Work request 1 >>
Answer these questions using the healthy eating tip on mindfulness.
(a) What diet does the person in the opening quotation claim to be on?
(b) What other word does the tip give for being conscious of your body and how it functions?
(c) What was the title of last week's healthy eating tip?
Work request 2 >>
Continue the healthy eating tip on mindful eating, starting right after its final sentence.

Passage for review >>
======
Know Your Own Body, Be Mindful!

Healthy Eating Tip:

Know your own body, be mindful!

“I’m on the see-food diet. I see food and eat it.” Ever hear somebody say that? It’s not far from the way our bodies developed to consume food. Much of what drives us towards certain foods is subconscious. The desire for calorically dense foods is ingrained in us and is one of the things that has made us the most successful species that has ever lived on the planet. However, if you are going to be successful with lifestyle modification, you need to be not only conscious of what you eat, but you also need to be conscious of your body and how it functions. Another word for this is mindfulness.

I mentioned this briefly in last week’s healthy eating tip titled “Strike preemptively if you have to!“. Mindful or conscious eating is the process of slowing down and thinking about what you are eating and noticing what your body is doing with that food. There are many ways to develop mindfulness, and it all starts with recognizing that we, as modern Americans, tend not to be fully aware of much of what we do. We are not aware of what foods do in our body, and making connections between what we eat and physical reactions is not always something we are capable of.
======
Source material >>
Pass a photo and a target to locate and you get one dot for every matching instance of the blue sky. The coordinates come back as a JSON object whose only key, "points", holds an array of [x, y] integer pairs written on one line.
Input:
======
Exercise output 1 >>
(a) The see-food diet.
(b) Mindfulness.
(c) "Strike preemptively if you have to!"

Exercise output 2 >>
In last week’s healthy eating tip, I recounted details of a 28-day reset with the plant-based whole foods diet. Remember that it took 17 days to reverse my body’s momentum from weight gain to weight loss. The weight loss didn’t start in earnest until that 17-day point. It took patience and control to reach that 17-day point and mindfulness to be able to notice it.

Mindfulness allows you to differentiate between what your body needs as fuel and what you want to eat. Mindfulness allows you to notice when hunger is emotional and when hunger is physical. Eating for energy in response to physical demands and not to satisfy desires or in response to emotional stress is what we need to do to regain and maintain health. Eating in response to desires created by marketing and emotional stress leads to the harmful outcomes we see around us every day.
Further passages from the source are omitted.